Document text:
►

Now the Big House is a Bed & Breakfast and houses a commercial kitchen - where we take and make all our meals. The Garden House remains much the same: the bottom floor is laundry and storage, the middle floor is administrative offices, the top is dormitory style housing (pretty nice ones – individual rooms with wooden floors). The Barn accommodates extra B & B guests, the gift shop and some Breckinridge artifacts.
Scattered across the hillside are random single room enclosures that served larger purposes when this place was not only packed with people but also horses, livestock, chickens, garden produce and compost.
Now its remains quiet and scenic, especially on the weekends and holidays when the staff doesn’t come in and there are no guests.
Memorial Day Monday at Wendover is the perfect time and place to celebrate freedom by observing weather patterns, re-reading favorite books, compiling cover letters, and roasting cauliflower.
Tomorrow will be my second day shadowing one of the midwives at the hospital.
I am slowly rapping my head around women’s health and fetal heart beats…
Tonight the fog hung low between the mountains. Going on two weeks in Southeast Kentucky I'm beginning to pick up on a pattern. If there's a break after it rains (even if the water pours again in a few minutes time) the fog falls into the valleys. The moisture hangs, held by the hills. It sits silently, peacefully, dangling until it disappears.
The landscape here is worthy of many passages. I'll try to keep it short this time; I'm sure it's bound to become a recurring theme. It's a wet, warm, moist version of the Colorado mountains that were my home for so many years. The soil is rich and dark. The ground wears a constant coat of green. Water curls around every mountainside. The sky sits high atop the peaks and out of reach of human hands. There are only mountains and valleys. You're either on top of the world or tucked right into it.
I'm here in Leslie County, KY as a "courier" with the Frontier Nursing Service (FNS). FNS was founded in 1925 by Mary Breckenridge as a commitment to the health under-served woman and children in the forgotten, out of reach corners of Appalachia. She studied nurse midwifery abroad and recruited fellow practitioners to tend to the medical needs of the community. The nurses rode out at all times of day and night on horses. With their medical equipment nessled in saddle bags, they forged rivers and raced through tight woods to deliver babies and treat illness. At the time, Leslie County had one of the highest infant mortality rates in the country. This ratio was dramatically altered in less than 10 years.

◄

(Stored data entries)
►

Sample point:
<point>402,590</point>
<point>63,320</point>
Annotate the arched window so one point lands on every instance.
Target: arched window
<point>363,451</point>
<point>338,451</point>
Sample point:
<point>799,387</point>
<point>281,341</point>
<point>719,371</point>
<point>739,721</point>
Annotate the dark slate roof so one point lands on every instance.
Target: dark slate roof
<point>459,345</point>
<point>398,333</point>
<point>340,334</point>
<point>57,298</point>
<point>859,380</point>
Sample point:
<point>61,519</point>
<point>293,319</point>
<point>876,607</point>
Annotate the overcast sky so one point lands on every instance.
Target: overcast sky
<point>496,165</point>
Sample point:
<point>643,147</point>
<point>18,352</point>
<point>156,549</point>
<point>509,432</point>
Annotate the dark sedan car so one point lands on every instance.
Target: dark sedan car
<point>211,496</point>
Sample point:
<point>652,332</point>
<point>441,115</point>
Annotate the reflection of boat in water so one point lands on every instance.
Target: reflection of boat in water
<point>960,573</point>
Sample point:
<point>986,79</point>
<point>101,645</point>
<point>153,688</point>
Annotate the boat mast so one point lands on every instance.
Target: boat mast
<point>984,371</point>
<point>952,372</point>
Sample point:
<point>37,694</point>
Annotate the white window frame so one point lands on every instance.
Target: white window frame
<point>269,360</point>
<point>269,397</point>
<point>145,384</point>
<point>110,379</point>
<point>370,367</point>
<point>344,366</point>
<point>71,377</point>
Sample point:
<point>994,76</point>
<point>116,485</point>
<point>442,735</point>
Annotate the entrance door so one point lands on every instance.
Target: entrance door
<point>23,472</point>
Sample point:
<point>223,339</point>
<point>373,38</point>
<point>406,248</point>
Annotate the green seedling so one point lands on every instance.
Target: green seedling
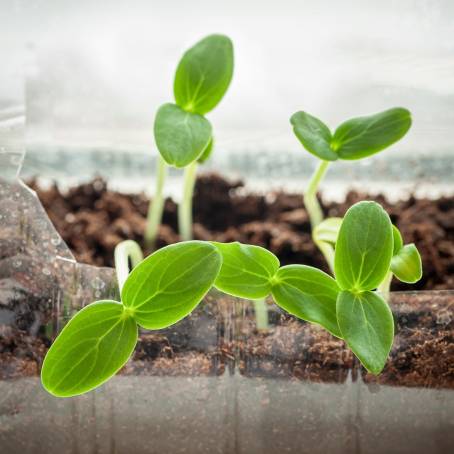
<point>183,135</point>
<point>348,305</point>
<point>98,340</point>
<point>168,285</point>
<point>354,139</point>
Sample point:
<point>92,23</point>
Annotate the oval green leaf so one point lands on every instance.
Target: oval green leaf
<point>314,135</point>
<point>406,264</point>
<point>170,283</point>
<point>309,294</point>
<point>364,136</point>
<point>247,271</point>
<point>91,348</point>
<point>367,325</point>
<point>204,74</point>
<point>181,137</point>
<point>364,247</point>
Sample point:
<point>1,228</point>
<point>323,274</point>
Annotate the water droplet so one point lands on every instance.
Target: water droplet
<point>98,283</point>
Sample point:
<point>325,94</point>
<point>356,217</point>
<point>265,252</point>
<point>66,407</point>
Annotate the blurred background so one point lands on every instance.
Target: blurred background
<point>91,75</point>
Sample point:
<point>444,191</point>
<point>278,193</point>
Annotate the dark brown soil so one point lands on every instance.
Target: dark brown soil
<point>92,220</point>
<point>221,335</point>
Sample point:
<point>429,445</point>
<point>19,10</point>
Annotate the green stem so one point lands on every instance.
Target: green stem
<point>185,207</point>
<point>328,252</point>
<point>261,314</point>
<point>315,212</point>
<point>385,287</point>
<point>310,196</point>
<point>126,253</point>
<point>156,206</point>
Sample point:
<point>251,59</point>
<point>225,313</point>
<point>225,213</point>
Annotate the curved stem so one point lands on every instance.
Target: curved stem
<point>310,196</point>
<point>156,205</point>
<point>261,314</point>
<point>385,287</point>
<point>315,212</point>
<point>328,252</point>
<point>126,253</point>
<point>185,207</point>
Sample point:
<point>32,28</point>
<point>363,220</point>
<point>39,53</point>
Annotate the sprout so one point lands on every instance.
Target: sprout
<point>98,340</point>
<point>183,135</point>
<point>168,285</point>
<point>357,138</point>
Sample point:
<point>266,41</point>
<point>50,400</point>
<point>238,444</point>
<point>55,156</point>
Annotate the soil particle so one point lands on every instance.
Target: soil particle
<point>92,220</point>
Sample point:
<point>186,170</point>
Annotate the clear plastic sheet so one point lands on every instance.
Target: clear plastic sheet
<point>213,383</point>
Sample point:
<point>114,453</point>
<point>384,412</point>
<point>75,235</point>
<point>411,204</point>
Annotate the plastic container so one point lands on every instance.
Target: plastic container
<point>212,383</point>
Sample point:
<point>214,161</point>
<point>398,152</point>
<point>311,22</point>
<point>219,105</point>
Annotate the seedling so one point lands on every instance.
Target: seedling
<point>169,284</point>
<point>98,340</point>
<point>354,139</point>
<point>367,249</point>
<point>183,135</point>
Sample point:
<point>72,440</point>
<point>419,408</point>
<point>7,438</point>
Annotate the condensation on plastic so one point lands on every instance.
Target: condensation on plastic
<point>232,402</point>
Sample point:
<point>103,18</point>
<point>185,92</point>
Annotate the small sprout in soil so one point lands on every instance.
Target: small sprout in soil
<point>183,135</point>
<point>354,139</point>
<point>168,285</point>
<point>347,306</point>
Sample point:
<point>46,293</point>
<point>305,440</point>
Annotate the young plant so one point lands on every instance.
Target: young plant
<point>354,139</point>
<point>183,135</point>
<point>367,250</point>
<point>98,340</point>
<point>169,284</point>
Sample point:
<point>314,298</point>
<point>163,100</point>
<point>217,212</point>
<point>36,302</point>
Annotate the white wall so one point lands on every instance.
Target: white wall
<point>98,70</point>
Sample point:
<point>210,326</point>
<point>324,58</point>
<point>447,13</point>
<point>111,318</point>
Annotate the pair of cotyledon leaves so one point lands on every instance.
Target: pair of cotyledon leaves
<point>170,283</point>
<point>405,263</point>
<point>356,138</point>
<point>182,133</point>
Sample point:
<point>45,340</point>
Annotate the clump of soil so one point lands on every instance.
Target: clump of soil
<point>221,335</point>
<point>92,220</point>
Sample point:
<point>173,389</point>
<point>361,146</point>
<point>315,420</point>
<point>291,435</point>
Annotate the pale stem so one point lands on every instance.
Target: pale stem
<point>156,205</point>
<point>385,287</point>
<point>315,212</point>
<point>127,255</point>
<point>261,314</point>
<point>328,252</point>
<point>185,207</point>
<point>310,195</point>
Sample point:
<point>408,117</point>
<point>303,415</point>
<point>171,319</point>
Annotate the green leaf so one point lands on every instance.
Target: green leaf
<point>327,231</point>
<point>207,152</point>
<point>364,136</point>
<point>309,294</point>
<point>314,135</point>
<point>406,264</point>
<point>204,74</point>
<point>364,247</point>
<point>170,283</point>
<point>367,325</point>
<point>247,271</point>
<point>181,137</point>
<point>91,348</point>
<point>397,240</point>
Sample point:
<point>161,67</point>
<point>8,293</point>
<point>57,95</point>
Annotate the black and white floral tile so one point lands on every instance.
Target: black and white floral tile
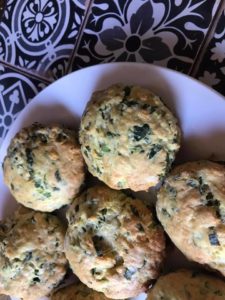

◄

Activity list:
1. Return, word for word, the stretch of the Wendover passage from "Tomorrow will be" through "until it disappears.".
2. Take the Wendover passage further, beginning right after its final sentence.
These lines form a body of material separate from the Wendover passage.

Expected responses:
1.
Tomorrow will be my second day shadowing one of the midwives at the hospital.
I am slowly rapping my head around women’s health and fetal heart beats…
Tonight the fog hung low between the mountains. Going on two weeks in Southeast Kentucky I'm beginning to pick up on a pattern. If there's a break after it rains (even if the water pours again in a few minutes time) the fog falls into the valleys. The moisture hangs, held by the hills. It sits silently, peacefully, dangling until it disappears.

2.
In the 1940's M.B. started the first Nurse Midwifery School in the U.S.
Originally couriers' primary responsibility was to care for the horses - feeding, brushing, shoveling up after them - along with other odds and ends around Wendover. The preface of the program is for young women (and now men) to come experience rural America and rural health care and instill a sense of service and community.
Here I am living at Wendover - M.B.'s original home and administrative site. It's a handful of small buildings from the 1920's on the side of a mountain across a one lane (pot-holed) road from the Middle Fork of the Kentucky River.
Today couriers split there time between community outreach (teaching in the schools, Habitat for Humanity projects, tutoring at the adult learning center, organizing the library, Hospice supporty, anything and everything that arises) and shadowing local medical professionals (Dr.s, PAs, NPs, RNs, CNM, etc.).
I came to get a taste for midwifery as a profession. After knocking the idea around for years, I decided to genuinely check it out. Not to mention, I do love to get a taste for a new community.
There's the introduction. More to come with frequency.